§ **PROVIDED ENTRIES**
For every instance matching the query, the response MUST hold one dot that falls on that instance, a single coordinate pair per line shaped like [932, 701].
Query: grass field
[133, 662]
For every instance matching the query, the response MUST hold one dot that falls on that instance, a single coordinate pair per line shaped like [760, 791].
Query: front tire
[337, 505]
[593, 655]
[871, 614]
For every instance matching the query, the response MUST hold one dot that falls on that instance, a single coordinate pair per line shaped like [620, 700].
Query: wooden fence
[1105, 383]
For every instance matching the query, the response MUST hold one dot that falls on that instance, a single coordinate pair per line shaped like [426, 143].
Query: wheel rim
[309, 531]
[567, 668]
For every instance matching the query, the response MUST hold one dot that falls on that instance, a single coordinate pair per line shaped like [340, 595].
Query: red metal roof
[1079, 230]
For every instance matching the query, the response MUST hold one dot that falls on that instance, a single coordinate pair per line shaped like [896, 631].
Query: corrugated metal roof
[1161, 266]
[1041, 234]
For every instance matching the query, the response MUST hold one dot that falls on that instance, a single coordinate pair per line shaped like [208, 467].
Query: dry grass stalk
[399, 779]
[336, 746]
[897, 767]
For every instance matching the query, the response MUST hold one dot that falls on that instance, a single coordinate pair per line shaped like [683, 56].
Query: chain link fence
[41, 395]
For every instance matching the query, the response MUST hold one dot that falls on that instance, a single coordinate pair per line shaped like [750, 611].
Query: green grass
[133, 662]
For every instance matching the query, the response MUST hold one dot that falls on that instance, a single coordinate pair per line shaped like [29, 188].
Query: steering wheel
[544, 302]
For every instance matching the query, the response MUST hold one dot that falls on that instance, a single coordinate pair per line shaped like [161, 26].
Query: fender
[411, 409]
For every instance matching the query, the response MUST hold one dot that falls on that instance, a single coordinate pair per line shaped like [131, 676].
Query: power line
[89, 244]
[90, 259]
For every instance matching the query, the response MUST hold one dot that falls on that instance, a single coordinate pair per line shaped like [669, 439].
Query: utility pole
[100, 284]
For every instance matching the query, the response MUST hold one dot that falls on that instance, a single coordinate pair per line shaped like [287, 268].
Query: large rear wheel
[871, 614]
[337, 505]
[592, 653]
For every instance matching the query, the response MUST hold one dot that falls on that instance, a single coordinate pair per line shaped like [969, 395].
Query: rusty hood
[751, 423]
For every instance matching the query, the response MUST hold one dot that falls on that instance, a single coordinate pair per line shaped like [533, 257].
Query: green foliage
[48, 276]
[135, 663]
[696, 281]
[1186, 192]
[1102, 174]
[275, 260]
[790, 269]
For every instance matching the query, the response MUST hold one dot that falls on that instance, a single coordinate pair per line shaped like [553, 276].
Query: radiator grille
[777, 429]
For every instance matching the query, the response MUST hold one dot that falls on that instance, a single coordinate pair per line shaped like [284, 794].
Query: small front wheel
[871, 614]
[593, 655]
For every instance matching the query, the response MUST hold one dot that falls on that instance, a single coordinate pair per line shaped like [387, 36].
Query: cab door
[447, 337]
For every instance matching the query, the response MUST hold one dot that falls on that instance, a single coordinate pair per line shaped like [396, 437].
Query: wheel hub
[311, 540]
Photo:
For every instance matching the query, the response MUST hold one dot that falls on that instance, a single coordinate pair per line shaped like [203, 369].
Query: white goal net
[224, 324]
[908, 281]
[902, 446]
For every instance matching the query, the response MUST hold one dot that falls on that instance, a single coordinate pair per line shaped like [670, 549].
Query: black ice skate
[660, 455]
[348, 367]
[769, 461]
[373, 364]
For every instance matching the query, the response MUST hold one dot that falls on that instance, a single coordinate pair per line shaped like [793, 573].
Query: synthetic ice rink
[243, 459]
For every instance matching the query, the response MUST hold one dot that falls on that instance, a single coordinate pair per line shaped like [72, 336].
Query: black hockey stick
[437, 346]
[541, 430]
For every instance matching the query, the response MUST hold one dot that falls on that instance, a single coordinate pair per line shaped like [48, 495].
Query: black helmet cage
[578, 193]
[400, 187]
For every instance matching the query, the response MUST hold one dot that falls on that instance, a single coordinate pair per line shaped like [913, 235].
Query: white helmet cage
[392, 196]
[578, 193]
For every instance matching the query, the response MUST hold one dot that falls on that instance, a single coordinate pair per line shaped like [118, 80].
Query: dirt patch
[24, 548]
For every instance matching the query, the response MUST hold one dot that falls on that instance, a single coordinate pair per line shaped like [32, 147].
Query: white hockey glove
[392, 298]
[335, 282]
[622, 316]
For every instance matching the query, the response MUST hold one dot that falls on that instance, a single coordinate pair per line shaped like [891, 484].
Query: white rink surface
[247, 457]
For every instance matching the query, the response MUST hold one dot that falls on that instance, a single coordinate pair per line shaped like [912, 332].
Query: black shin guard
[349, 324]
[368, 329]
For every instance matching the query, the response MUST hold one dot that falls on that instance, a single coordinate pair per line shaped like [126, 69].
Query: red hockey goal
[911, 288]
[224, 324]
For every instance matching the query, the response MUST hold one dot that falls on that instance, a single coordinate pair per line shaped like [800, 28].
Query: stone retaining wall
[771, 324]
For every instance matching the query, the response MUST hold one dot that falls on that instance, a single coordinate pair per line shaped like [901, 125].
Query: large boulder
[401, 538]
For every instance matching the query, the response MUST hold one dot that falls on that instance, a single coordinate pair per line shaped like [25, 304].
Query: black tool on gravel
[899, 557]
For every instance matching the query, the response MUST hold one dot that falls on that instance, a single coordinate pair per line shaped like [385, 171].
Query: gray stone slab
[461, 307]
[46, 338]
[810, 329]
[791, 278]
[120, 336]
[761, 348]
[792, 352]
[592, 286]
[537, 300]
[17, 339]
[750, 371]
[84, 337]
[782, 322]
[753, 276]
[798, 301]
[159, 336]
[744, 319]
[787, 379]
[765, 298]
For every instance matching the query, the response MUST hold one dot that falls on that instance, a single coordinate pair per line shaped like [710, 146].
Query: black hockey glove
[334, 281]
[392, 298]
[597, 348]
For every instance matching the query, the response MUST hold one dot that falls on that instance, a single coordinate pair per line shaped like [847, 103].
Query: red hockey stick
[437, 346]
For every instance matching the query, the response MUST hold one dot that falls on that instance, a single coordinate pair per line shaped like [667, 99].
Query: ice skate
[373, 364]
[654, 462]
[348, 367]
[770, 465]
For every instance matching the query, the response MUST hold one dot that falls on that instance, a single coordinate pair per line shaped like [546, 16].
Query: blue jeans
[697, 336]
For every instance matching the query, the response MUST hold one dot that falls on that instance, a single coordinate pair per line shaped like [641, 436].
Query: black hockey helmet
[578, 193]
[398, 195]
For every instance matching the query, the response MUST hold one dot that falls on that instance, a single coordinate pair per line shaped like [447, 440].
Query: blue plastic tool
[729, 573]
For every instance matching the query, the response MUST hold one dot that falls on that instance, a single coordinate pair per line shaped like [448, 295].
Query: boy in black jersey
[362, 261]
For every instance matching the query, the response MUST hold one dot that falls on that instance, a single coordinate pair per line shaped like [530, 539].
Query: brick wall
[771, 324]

§ **EXERCISE INSTRUCTIONS**
Reproduce all of the data above word for word.

§ **FULL RESPONSE**
For every instance matching the query, the response MUST hold one dot that falls on that instance, a single coordinate pair per line shaped like [932, 701].
Query: grass field
[133, 662]
For every instance matching the query, the response MUST hold one dot that falls on that instance, a single coordinate pair per line shaped like [760, 791].
Query: front tire
[337, 505]
[593, 655]
[871, 614]
For every instance matching the query, the response MUST hold one dot that falls on that instance, a single coordinate pair per line shaped like [620, 700].
Query: wooden fence
[1105, 383]
For every instance matching the query, the response MUST hold one dot that falls on that instance, a single coordinate pair per line shaped like [426, 143].
Query: wheel rim
[309, 531]
[567, 668]
For every instance matching the query, the response MUST hold one dot that falls on that instance, a single coordinate pair per line shaped like [340, 595].
Query: red metal roof
[1079, 230]
For every instance matching the query, the response MUST hold one dot that falls on that instance, a single coordinate pair per line shaped like [896, 631].
Query: corrugated metal roof
[1161, 266]
[1041, 234]
For every instance matching the query, the response MUST hold one dot that falls on that instance, a single coordinate pair per line shaped like [208, 467].
Query: dry grass stalk
[399, 779]
[336, 746]
[897, 767]
For every instance matching the query, the response MUST hold one dot that falls on that instance, a single coordinate pair per line shaped like [683, 56].
Query: chain link fence
[41, 395]
For every instance matching the query, the response MUST hold one dot that falls on that instance, a single coordinate pair per line shaped like [750, 611].
Query: green grass
[133, 662]
For every instance matching the query, the response MUST hold one dot that falls on that instance, a single coordinate pair per line shaped like [29, 188].
Query: steering wheel
[544, 302]
For every instance matching the query, the response MUST hold one dot that falls on that instance, a single coordinate pair per line shaped like [161, 26].
Query: fender
[411, 409]
For every instance matching the query, the response MUST hold one dot that falls on that instance, a single coordinate pair per line shaped like [131, 676].
Query: power line
[89, 244]
[90, 259]
For every instance matching the query, the response MUST hold one dot that falls on that instance, a single coordinate pair per line shaped like [669, 439].
Query: utility pole
[100, 284]
For every instance matching the query, the response MUST hold one dot that falls on that instance, a single coordinate pair per line shaped like [287, 268].
Query: large rear wheel
[871, 614]
[337, 505]
[592, 653]
For every instance matching the query, the response MUST hold one dot that falls on that instance, a single coordinate pair per line shaped like [969, 395].
Query: rusty hood
[751, 423]
For every instance matching the query, the response MUST hold one dot that falls on that instance, a single coordinate pair per line shaped like [533, 257].
Query: green foliage
[48, 276]
[135, 663]
[696, 281]
[1186, 192]
[1102, 174]
[275, 260]
[790, 269]
For every instance matching the query, the response MUST hold one dot that falls on that instance, a single coordinate pair per line shaped like [553, 276].
Query: radiator grille
[777, 429]
For every instance matching the query, the response MUST hold one dot that falls on that instance, a single coordinate pair per line shaped like [284, 794].
Query: small front wheel
[871, 614]
[593, 655]
For every instance matching the query, the response MUST hold one dot that falls on that instance, a single coordinate pair per line shaped like [387, 36].
Query: cab door
[447, 337]
For every instance matching the query, the response MUST hold one dot that falls on that instance, a single coordinate pair per line shaped like [396, 437].
Query: wheel hub
[311, 540]
Photo:
For every instance matching the query, the response MUST hold one dot that falls on that instance, a single coordinate pair per line shaped like [203, 369].
Query: white goal net
[224, 324]
[908, 281]
[902, 446]
For every instance matching the query, the response MUST hold one dot that falls on that instance, a single coordinate pair per line shaped like [670, 549].
Query: black ice skate
[660, 455]
[348, 367]
[769, 461]
[373, 364]
For every instance matching the query, the response MUST hold one dot that falls on that instance, a single coordinate pair per line shaped like [793, 573].
Query: synthetic ice rink
[243, 459]
For every instance matching the query, the response MUST hold one dot that falls on that instance, a single coordinate pair per line shaped like [72, 336].
Query: black hockey stick
[437, 346]
[541, 430]
For every instance matching the query, the response MUST hold one dot that falls on that instance, a single coordinate pair per line shaped like [48, 495].
Query: black helmet cage
[578, 193]
[400, 187]
For every instance matching the query, the response MUST hold one dot that falls on that instance, a single coordinate pair per line shaped like [913, 235].
Query: white helmet cage
[392, 196]
[578, 193]
For every instance matching the query, the response MUST hold one dot that falls on that instance, a single coordinate pair per line shaped like [118, 80].
Query: dirt patch
[24, 548]
For every instance matching the query, the response MUST hold one dot that falls on that instance, a single coordinate pair per line shaped like [32, 147].
Query: white hockey glove
[392, 298]
[335, 282]
[622, 316]
For every instance matching the query, the response MUST hold one dot that falls on that instance, a single coordinate pair per line shaped like [891, 484].
Query: white rink surface
[247, 457]
For every instance matching the query, the response MUST hold one dot that falls on that instance, a single coordinate pair per line shaped like [912, 332].
Query: black shin guard
[349, 324]
[368, 329]
For every instance matching the query, the response MUST hold one dot that falls on that instance, a single coordinate pair per line shaped like [126, 69].
Query: red hockey goal
[911, 288]
[224, 324]
For every instance matching the query, the response MUST hold one dot that falls on that instance, a single coordinate pair per line shaped like [800, 28].
Query: stone retaining wall
[771, 324]
For every instance matching the query, the response MUST hold one dot that falls on that instance, a single coordinate pair per line shaped like [901, 125].
Query: large boulder
[401, 538]
For every instance matching the query, the response MUST hold one dot that falls on that instance, a single coordinate pair per line shaped like [25, 304].
Query: black tool on gravel
[899, 557]
For every instance matching the query, the response MUST hold one dot that falls on that instance, a single coordinate pair per line shaped like [385, 171].
Query: gray stone slab
[461, 307]
[46, 338]
[810, 329]
[791, 278]
[120, 336]
[761, 348]
[792, 352]
[592, 286]
[537, 300]
[17, 339]
[750, 371]
[84, 337]
[782, 322]
[753, 276]
[798, 301]
[159, 336]
[744, 319]
[787, 379]
[765, 298]
For every instance matching the query, the response MUST hold one dot that falls on that instance, a single coordinate pair per line shaped like [710, 146].
Query: black hockey glove
[334, 281]
[392, 298]
[597, 348]
For every instance matching the query, the response MUST hold one dot that falls on that instance, a single coordinate pair per line shaped like [847, 103].
Query: red hockey stick
[437, 346]
For every instance matching the query, the response MUST hold one dot that falls on that instance, a single coordinate pair per line shaped like [667, 99].
Query: ice skate
[373, 364]
[654, 462]
[348, 367]
[770, 465]
For every instance matching the query, the response MUST hold one dot that falls on that instance, a single coordinate pair per line shaped like [546, 16].
Query: blue jeans
[697, 336]
For every instance matching the query, the response MUST hold one dot that falls on that instance, a single coordinate pair per line shaped like [641, 436].
Query: black hockey helmet
[578, 193]
[398, 195]
For every instance matching the query, the response MUST hold one dot that falls on that instance, a single coordinate pair per line shaped like [447, 440].
Query: blue plastic tool
[729, 573]
For every instance matching the query, the response MUST hold one dot that falls on that instance, a single coordinate pair per line shaped like [448, 295].
Query: boy in black jersey
[362, 261]
For every instance matching the query, the response MUST hold one dot that falls on that instance, a single coordinate pair per line shaped like [530, 539].
Query: brick wall
[771, 324]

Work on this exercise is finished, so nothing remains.